## Exercise inputs
◆ ◆ ◆ ◆
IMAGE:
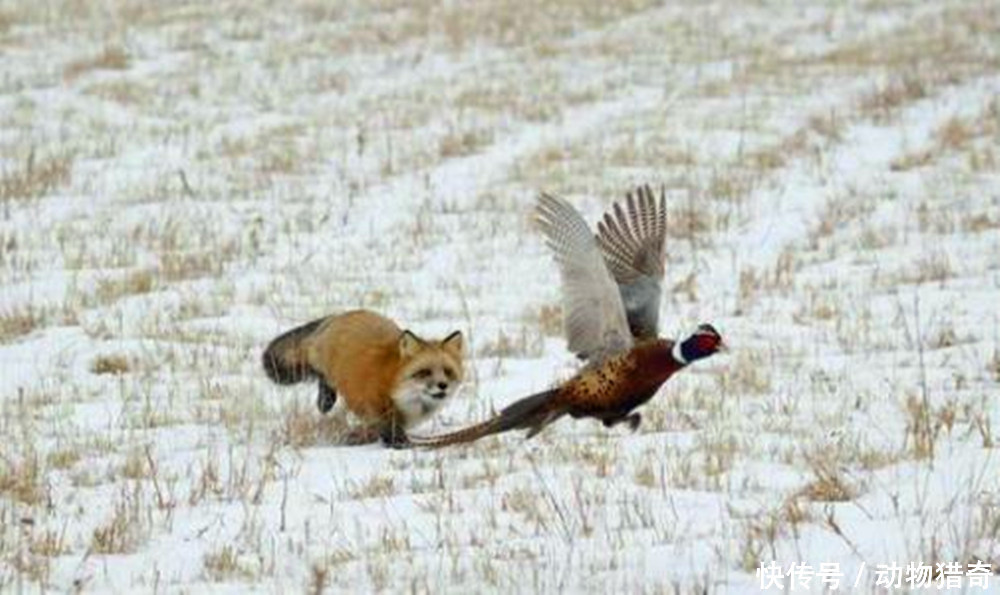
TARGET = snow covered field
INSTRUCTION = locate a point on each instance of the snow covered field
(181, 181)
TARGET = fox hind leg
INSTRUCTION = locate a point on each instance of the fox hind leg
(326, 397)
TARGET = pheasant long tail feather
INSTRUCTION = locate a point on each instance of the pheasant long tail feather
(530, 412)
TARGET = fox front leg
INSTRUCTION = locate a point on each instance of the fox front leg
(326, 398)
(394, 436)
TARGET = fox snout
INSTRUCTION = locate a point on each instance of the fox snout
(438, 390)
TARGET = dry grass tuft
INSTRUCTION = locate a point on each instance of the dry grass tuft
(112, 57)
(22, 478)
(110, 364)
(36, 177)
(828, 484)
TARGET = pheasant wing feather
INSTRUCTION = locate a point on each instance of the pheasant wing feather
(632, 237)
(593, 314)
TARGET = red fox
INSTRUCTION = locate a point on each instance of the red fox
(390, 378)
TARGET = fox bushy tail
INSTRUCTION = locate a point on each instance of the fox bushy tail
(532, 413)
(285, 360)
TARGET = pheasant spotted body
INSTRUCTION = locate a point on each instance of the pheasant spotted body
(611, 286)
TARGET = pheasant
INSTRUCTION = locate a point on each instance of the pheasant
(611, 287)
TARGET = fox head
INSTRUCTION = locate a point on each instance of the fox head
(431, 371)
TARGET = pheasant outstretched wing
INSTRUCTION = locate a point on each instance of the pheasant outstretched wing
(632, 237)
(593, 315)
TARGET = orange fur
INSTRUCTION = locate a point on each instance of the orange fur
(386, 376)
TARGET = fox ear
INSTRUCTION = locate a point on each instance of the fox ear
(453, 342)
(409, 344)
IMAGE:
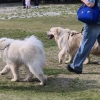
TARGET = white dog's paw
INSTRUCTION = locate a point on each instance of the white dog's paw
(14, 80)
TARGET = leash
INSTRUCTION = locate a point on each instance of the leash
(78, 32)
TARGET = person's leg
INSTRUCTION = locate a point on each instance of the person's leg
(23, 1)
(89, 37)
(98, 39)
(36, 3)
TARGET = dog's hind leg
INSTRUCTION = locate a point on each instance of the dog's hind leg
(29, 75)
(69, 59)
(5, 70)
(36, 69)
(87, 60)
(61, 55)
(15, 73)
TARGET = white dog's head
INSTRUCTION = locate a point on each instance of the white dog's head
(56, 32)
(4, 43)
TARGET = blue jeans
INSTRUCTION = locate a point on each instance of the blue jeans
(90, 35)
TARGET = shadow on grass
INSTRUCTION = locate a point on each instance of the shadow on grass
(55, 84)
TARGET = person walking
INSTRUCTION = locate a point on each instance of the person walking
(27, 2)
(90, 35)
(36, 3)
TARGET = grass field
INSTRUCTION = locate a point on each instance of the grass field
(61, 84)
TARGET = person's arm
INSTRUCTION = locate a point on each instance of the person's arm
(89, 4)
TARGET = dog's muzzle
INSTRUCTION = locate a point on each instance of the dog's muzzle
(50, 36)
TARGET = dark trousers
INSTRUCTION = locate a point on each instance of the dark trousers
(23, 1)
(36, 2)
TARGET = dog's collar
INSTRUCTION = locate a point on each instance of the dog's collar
◆ ◆ ◆ ◆
## Your task
When a line above contains the string "collar", copy that line.

## Reply
TARGET = dog's collar
INSTRUCTION = locate a point on each instance of the dog's collar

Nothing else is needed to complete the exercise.